(Point labeling dataset excerpts)

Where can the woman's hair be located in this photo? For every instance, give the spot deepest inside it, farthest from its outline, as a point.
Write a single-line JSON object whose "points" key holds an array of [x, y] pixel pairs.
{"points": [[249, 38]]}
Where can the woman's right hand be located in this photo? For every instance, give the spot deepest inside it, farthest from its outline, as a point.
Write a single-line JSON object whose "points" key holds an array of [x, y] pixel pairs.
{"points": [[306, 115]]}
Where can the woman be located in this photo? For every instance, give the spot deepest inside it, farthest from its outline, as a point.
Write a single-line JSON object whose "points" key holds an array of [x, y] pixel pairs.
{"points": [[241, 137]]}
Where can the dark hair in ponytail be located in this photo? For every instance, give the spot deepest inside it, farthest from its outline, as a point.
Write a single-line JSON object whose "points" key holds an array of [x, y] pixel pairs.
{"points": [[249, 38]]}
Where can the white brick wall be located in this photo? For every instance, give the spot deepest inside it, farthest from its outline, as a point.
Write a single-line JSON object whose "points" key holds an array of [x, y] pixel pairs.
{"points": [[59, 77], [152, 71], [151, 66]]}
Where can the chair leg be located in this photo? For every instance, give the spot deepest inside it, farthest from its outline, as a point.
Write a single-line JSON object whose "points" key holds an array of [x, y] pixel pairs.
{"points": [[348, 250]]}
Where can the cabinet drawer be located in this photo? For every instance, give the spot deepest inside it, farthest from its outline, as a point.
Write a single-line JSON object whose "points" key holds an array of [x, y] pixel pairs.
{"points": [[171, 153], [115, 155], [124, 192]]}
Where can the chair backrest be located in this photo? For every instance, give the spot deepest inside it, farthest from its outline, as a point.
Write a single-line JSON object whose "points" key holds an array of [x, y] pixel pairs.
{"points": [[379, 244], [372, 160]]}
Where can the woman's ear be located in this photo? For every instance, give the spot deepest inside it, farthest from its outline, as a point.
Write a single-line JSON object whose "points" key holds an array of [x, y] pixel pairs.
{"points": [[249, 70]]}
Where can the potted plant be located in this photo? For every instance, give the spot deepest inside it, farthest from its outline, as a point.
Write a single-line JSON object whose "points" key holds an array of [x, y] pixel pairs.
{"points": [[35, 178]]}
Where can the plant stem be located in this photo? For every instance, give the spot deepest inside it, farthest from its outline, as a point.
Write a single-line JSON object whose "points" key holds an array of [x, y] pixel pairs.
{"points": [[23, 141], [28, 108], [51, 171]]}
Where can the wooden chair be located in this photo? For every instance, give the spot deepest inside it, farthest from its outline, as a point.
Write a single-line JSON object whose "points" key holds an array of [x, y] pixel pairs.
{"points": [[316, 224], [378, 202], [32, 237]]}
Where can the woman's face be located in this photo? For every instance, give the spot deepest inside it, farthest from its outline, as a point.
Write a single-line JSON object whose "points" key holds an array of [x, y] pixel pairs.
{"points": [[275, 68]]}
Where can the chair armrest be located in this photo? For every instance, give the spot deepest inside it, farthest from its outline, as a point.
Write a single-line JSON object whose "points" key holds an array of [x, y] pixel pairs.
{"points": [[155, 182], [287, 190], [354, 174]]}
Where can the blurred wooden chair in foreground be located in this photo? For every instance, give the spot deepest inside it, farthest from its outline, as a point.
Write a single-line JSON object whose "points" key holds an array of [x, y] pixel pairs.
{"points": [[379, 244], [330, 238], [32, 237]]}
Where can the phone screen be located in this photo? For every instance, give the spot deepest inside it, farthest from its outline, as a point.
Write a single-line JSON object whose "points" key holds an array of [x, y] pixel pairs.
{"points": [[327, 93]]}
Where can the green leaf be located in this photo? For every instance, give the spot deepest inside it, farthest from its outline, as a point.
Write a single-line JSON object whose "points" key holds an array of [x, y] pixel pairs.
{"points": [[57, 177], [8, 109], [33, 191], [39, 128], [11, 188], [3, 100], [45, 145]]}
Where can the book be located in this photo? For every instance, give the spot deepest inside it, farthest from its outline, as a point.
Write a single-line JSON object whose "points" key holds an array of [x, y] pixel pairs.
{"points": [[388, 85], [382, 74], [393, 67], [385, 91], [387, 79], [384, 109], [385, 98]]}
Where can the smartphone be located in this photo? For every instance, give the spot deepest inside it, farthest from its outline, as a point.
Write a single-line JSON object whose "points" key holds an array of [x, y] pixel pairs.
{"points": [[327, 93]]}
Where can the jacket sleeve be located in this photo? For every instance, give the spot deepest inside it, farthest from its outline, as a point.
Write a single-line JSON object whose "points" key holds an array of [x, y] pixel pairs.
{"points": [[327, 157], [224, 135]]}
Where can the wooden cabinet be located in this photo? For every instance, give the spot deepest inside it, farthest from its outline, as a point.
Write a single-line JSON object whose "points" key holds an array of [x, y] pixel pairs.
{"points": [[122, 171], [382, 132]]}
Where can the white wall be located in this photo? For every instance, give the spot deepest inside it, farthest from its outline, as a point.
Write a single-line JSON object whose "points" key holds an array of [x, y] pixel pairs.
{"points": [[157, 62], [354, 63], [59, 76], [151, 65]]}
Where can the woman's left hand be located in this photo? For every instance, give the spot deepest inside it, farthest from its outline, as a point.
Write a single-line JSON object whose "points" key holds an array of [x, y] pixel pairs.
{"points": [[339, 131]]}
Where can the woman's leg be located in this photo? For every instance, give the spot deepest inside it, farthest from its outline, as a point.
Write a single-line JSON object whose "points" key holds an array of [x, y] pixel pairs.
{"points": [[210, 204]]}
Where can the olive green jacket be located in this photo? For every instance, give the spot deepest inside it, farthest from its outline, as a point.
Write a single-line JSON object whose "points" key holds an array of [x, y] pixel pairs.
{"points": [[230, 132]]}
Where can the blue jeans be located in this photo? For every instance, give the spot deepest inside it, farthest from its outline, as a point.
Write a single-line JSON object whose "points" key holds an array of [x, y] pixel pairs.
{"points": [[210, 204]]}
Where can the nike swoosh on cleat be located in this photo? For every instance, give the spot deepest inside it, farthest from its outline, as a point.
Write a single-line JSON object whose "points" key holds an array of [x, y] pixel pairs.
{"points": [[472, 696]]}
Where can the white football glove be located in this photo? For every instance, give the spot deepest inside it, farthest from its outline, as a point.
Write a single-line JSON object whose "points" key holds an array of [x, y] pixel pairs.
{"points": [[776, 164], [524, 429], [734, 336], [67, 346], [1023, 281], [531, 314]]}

- [TASK REQUIREMENTS]: Print every record exactly as it was given.

- [COMPLETE RESPONSE]:
Where can the woman's hair be located in this photo? For every instance, give the spot deepest inside it, farthest from its outline, as a point.
Write a single-line JSON object whose "points" key holds an array of [x, y] pixel pairs.
{"points": [[249, 38]]}
Where can the woman's right hand be located in this photo? For every instance, give the spot deepest inside it, farthest from its outline, as a point.
Write a single-line JSON object whose "points" key holds an array of [x, y] pixel pairs.
{"points": [[306, 115]]}
Where can the woman be located in this photo? For every instance, give the spot deepest inside it, farthest from its outline, as a point.
Write a single-line JSON object whose "points" key holds an array of [x, y] pixel pairs.
{"points": [[241, 137]]}
Where can the dark hair in ponytail be located in this photo? For every instance, give the spot deepest inside it, farthest from its outline, as a point.
Write a single-line JSON object whose "points" key holds an array of [x, y] pixel pairs.
{"points": [[249, 38]]}
Where can the white brick wall be located in this photo? For every instance, give the spot deepest inside it, farthest from its outline, as a point.
Write a single-line JSON object whose "points" key holds an array of [x, y] pixel pairs.
{"points": [[59, 77], [152, 71], [151, 66]]}
Where can the chair leg be located in this photo? For every instance, give the spot deepest inside it, farthest from its outline, as a point.
Write a single-line JSON object whose "points" key holds an array of [x, y] pixel pairs.
{"points": [[348, 250]]}
Where can the cabinet drawer be located in this photo? For every instance, give the spot deepest inside it, farthest from its outline, as a point.
Write a single-line JSON object whose "points" key holds an array of [x, y] pixel pairs.
{"points": [[171, 153], [115, 155], [124, 192]]}
Where can the chair backrest be located in this photo? For every instance, give the spot deepest inside it, farthest from its outline, as a point.
Write a single-line JSON object whose "points" key holds an array of [x, y] pixel pairs.
{"points": [[379, 244], [372, 160]]}
Where can the woman's ear be located in this photo? For every instance, give the spot deepest inside it, farthest from its outline, as a point.
Write a single-line JSON object whose "points" key holds an array of [x, y] pixel pairs.
{"points": [[249, 70]]}
Where can the potted plant be located in this photo? For every instance, give the spot deepest inside it, farthest from its outline, as a point.
Write a single-line JSON object whose "points" key holds an array of [x, y] pixel pairs.
{"points": [[35, 178]]}
Where can the plant stem be located in this photo? For every instance, give the spot deepest inside it, farthest from its outline, as a point.
Write a single-line JSON object whose "points" key holds an array of [x, y] pixel pairs.
{"points": [[23, 141], [28, 108], [51, 171]]}
Where can the wooden chair be located in this photo? For every instance, give the spot deepest inside it, farthest from its outline, as a point.
Write a single-line JSON object whose "points" key holds an array of [x, y] pixel pairs.
{"points": [[316, 224], [378, 202], [32, 237]]}
Where can the woman's face be located in this photo? For every instance, give the spot deepest inside it, farthest from its outline, as a point.
Write a single-line JSON object whose "points" key holds an array of [x, y] pixel pairs.
{"points": [[275, 68]]}
Where can the chair armrest be located in this photo? For every instance, give the spot deepest inside it, farthest from its outline, as a point.
Write a single-line JSON object whose "points" key holds an array of [x, y] pixel pairs.
{"points": [[155, 182], [287, 190], [354, 174]]}
Where can the blurred wooden chair in foreground be located in this photo? For every instance, give the spot deepest inside it, farthest from its outline, as a point.
Write a single-line JSON object whose "points" key holds an array of [x, y] pixel pairs.
{"points": [[379, 244], [330, 238], [32, 237]]}
Where can the phone screen be located in this photo? For every instance, give the spot deepest inside it, farthest from its outline, as a point.
Write a single-line JSON object whose "points" key holds an array of [x, y] pixel pairs.
{"points": [[327, 93]]}
Where can the green leaf be located in this photo? For every instance, give the spot deepest inside it, farthest from its outline, as a point.
Write a single-line JSON object whose "points" key holds an array of [x, y] pixel pairs.
{"points": [[57, 177], [8, 109], [33, 191], [39, 128], [11, 188], [3, 100], [45, 145]]}
Where can the book be located in this photo? For every instance, give the spot deepest inside it, farthest from its outline, as a point.
Write a single-line JSON object whose "points" key holds an array of [x, y] pixel pairs.
{"points": [[388, 85], [382, 74], [393, 67], [385, 91], [387, 79], [384, 109], [385, 98]]}
Where can the smartphone be located in this photo? For every instance, give the spot deepest inside it, farthest from its outline, as a point.
Write a single-line JSON object whose "points" key holds an array of [x, y] pixel pairs.
{"points": [[327, 93]]}
Where can the jacket sleeve be located in this photo? For every instance, give the spot deepest inside it, farthest from its outline, as a point.
Write a single-line JSON object whose "points" key holds an array of [x, y] pixel pairs.
{"points": [[327, 157], [224, 135]]}
Where can the wooden cabinet be located in this photo? For every instance, give the spot deepest inside it, farthest from its outline, as a point.
Write a single-line JSON object whose "points" key holds an array of [x, y] pixel pairs.
{"points": [[122, 171], [382, 132]]}
Where can the white wall be located in this photo? For every instance, give the spot deepest inside it, farthest from its outline, as a point.
Write a single-line JSON object whose "points" key holds an array of [x, y] pixel pairs.
{"points": [[157, 62], [354, 63], [59, 76], [151, 65]]}
Where can the woman's left hand be located in this photo? For every instance, give the spot deepest inside it, farthest from its outline, as a point.
Write a single-line JSON object whose "points" key holds an array of [x, y] pixel pairs.
{"points": [[339, 131]]}
Where can the woman's leg be located in this photo? For every instance, give the spot deepest inside it, farthest from its outline, as a point.
Write a single-line JSON object whose "points" key holds an array of [x, y] pixel pairs.
{"points": [[210, 204]]}
Where can the olive green jacket be located in this photo? For every instance, give the spot deepest inside it, farthest from its outline, as a point.
Write a single-line JSON object whose "points" key holds an array of [x, y] pixel pairs.
{"points": [[230, 132]]}
Where can the blue jeans be located in this photo? For every instance, give the spot deepest inside it, farthest from its outline, as a point.
Write a single-line JSON object whose "points" key holds an array of [x, y] pixel pairs.
{"points": [[210, 204]]}
Where can the nike swoosh on cleat be located in this photo? For every instance, give the spot deepest inside it, farthest from its outline, as a point.
Write a single-line JSON object whose "points" key holds an array of [x, y] pixel pairs.
{"points": [[472, 696]]}
Where can the white football glove be located in this photo? For every instance, give the spot deepest inside it, farthest from its outline, as a point.
Write a single-line JSON object whose "points" key holds an array of [x, y] pixel pairs.
{"points": [[776, 164], [524, 429], [734, 336], [67, 346], [1023, 281], [531, 314]]}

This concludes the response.